**Provided text**:
Australia’s superior bid, on which we spent bucketloads of dough that might have gone to little Johnny and Jenny’s junior clubs, garnered one vote of support – our own.

What utter mugs we made of ourselves.

At this point, it’s only fair that I fess up to the fact (if it wasn’t painfully obvious) that I am not a connoisseur of the round-ball game.

As a rugby league tragic, I find it hard to get excited about a contest that can run for ninety minutes (or more with extra time), only to end in a 0–0 draw.

It’s why, I suspect, soccer has never blitzed the US market, where punters (rightfully, in my view) expect more bang for their buck. And if I hear one more disciple of soccer browbeat me with the line that it is the ‘world game’ I’ll vomit.

You could just as easily say that, so ubiquitous are its golden arches, McDonald’s is the ‘world food’. But that doesn’t mean it’s any good.

Call me a Neanderthal, but I like the idea that there are defiant pockets of cultural differences were Aussie Rules, the two Rugbies, Gridiron and Gaelic football have been able to withstand the steamroller of soccer’s globalisation.

Our boys have made it to the World Cup after a hairy qualifying passage that saw us run third in our group (behind Japan and the Saudis) before scraping home against homeless Syria and then putting the might of Honduras to the sword.

As champions of Asia, you might have reasonably expected the Socceroos to make it without the angst, especially given the enormous pool of talent that is displayed in school and Saturday arvo kids’ competitions.

Between such youthful potential and the A-League, however, there appears to be a serious disconnect – and let’s face it, Tim Cahill can’t go on heading winners forever.

**Given data**:
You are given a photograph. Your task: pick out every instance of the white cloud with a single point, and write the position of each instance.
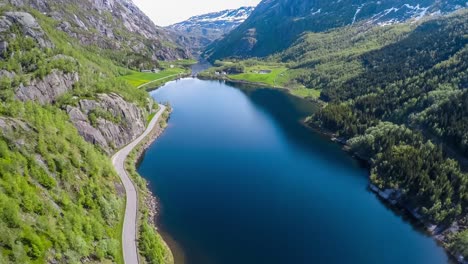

**Set of tasks**:
[1] From the soccer column's account of the World Cup qualifying passage, list every national team mentioned other than Australia.
[2] Please turn the paragraph of the soccer column beginning "Our boys have made it" into a short bulleted list that keeps its main facts.
Draw only on the soccer column for your answers.

**Task-by-task solutions**:
[1]
Japan
the Saudis
Syria
Honduras

[2]
- The Socceroos made it to the World Cup after a hairy qualifying passage.
- They ran third in their group, behind Japan and the Saudis.
- They scraped home against Syria, described as homeless.
- They then put Honduras to the sword.